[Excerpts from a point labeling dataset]
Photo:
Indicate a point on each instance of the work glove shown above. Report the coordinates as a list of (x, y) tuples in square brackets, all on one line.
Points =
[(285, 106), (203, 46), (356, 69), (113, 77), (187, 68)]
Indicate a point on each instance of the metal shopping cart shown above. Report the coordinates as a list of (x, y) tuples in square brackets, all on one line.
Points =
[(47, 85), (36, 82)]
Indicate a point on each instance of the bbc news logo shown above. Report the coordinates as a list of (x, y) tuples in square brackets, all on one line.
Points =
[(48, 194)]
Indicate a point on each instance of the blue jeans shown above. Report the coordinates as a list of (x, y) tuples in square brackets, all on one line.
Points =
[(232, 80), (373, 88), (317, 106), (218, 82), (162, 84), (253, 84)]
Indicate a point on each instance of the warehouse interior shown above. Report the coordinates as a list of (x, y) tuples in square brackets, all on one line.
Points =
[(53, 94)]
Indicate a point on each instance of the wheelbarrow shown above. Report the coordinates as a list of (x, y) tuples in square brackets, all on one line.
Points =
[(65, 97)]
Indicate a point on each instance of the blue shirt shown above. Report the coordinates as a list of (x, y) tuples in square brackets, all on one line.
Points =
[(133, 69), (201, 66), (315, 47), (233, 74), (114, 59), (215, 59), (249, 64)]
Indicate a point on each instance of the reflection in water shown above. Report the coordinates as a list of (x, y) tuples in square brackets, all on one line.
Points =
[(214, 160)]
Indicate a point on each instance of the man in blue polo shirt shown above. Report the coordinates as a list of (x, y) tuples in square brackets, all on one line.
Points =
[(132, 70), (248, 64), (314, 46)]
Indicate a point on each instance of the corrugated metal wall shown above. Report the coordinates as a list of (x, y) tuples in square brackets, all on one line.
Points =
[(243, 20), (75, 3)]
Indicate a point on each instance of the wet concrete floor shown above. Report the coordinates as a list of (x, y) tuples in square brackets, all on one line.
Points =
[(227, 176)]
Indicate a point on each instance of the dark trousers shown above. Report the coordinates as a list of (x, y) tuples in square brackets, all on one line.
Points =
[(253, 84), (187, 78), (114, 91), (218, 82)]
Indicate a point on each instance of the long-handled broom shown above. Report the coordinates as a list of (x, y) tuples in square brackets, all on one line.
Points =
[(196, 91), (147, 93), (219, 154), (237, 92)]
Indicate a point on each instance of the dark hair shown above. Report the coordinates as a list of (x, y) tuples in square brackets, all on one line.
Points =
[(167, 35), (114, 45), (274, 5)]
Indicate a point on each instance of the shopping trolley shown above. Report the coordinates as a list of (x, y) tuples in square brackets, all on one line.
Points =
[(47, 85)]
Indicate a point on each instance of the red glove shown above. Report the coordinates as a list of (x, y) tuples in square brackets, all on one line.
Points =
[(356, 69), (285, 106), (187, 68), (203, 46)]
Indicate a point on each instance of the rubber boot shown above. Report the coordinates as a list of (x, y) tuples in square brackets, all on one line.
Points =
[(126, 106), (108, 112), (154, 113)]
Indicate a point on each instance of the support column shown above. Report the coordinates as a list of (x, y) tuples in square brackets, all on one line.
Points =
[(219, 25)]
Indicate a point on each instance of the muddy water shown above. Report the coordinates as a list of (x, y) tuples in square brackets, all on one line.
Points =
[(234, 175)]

## [Written request]
Rewrite the entire listing with "pairs" in place of every "tuples", keeping everything else as it is.

## [Result for this exercise]
Photo:
Indicate a point on each instance of the work glove shown above. Report the coordinates as a list of (x, y) pairs in square brackets, all on one line.
Points =
[(285, 106), (203, 46), (356, 69), (113, 77), (187, 68)]
Indicate a point on each instance of the metal shopping cart shown above. Report the coordinates as a list of (x, y) pairs in square brackets, all on one line.
Points =
[(47, 85), (36, 82)]
Indicate a point on each instance of the bbc news logo shown above. Report the coordinates as a list of (x, y) pairs in square brackets, all on one line.
Points =
[(48, 194)]
Indicate a point on each instance of the blue jeans shown above. Report the coordinates as a list of (x, y) pairs in square brackets, all on one line.
Points =
[(232, 80), (373, 88), (317, 106), (218, 82), (162, 84), (253, 84)]
Indicate a point on each instance of the warehouse interior shown above. Report the coordinates as a list of (x, y) pairs in square brackets, all on one line.
Points =
[(53, 94)]
Indicate a point on each instance of the wheelbarrow shown above. Report the coordinates as a list of (x, y) pairs in square brackets, all on one line.
Points =
[(65, 97)]
Indicate a point on each instance of the blue shirt shown above. Report the coordinates as a list of (x, y) pairs in square brackets, all on one line.
Points =
[(133, 69), (201, 66), (315, 47), (233, 74), (114, 59), (215, 59), (249, 64)]
Indicate a point on each instance of the reflection in water shown above. Report the coordinates as a list of (x, y) pairs in square brackets, all on one line.
Points =
[(214, 160)]
Indicate a point on each instance of the man in blue polo shirt shown above. Report the coordinates as a list of (x, y) pairs in square brackets, all on one line.
Points =
[(132, 70), (248, 64), (314, 46)]
Indicate a point on each instance of the corrugated metal wall shown above. Report the coordinates as a list of (x, y) pairs in square brackets, all on one line.
Points =
[(243, 20), (75, 3)]
Indicate a point on each instance of the wet concrete floor shown above. Report the coordinates as a list of (x, y) pairs in square brackets, all on one line.
Points =
[(227, 176)]
Indicate a point on each instance of the dark trousers shown above. Report the coordinates as a list of (x, y) pairs in square brackets, all on one line.
Points =
[(253, 84), (187, 78), (114, 91), (218, 82)]
Indicate a point on each instance of the long-handled broom shown above. Report the coordinates as a list of (x, y) pairs in square brackets, all on one line.
Points =
[(196, 91), (147, 93), (219, 154), (237, 92)]
Indicate a point on each instance of the dark hair shown above. Report the coordinates as a list of (x, y) pairs in square brackets, all on one line.
Points =
[(167, 35), (114, 45), (274, 5)]
Indicate a point on each instance of the shopping trolley shown above. Report the coordinates as a list of (x, y) pairs in square brackets, all on one line.
Points =
[(47, 85)]
Indicate a point on each instance of the red glove shown above. Report the coordinates as a list of (x, y) pairs in square brackets, all on one line.
Points =
[(356, 69), (285, 106), (187, 68), (203, 46)]
Indicate a point on each instance of the rubber boot shown above. Report the coordinates as a list of (x, y) pairs in square brackets, all on one line.
Points =
[(126, 106), (108, 112), (154, 113)]
Indicate a point on each instance of the support column shown above. Report the coordinates as a list of (x, y) pairs in square brackets, all on one line.
Points =
[(219, 25)]
Indicate a point on each instance of the muddy water shown above. Report the coordinates as a list of (x, y) pairs in square brackets, all on one line.
Points =
[(234, 175)]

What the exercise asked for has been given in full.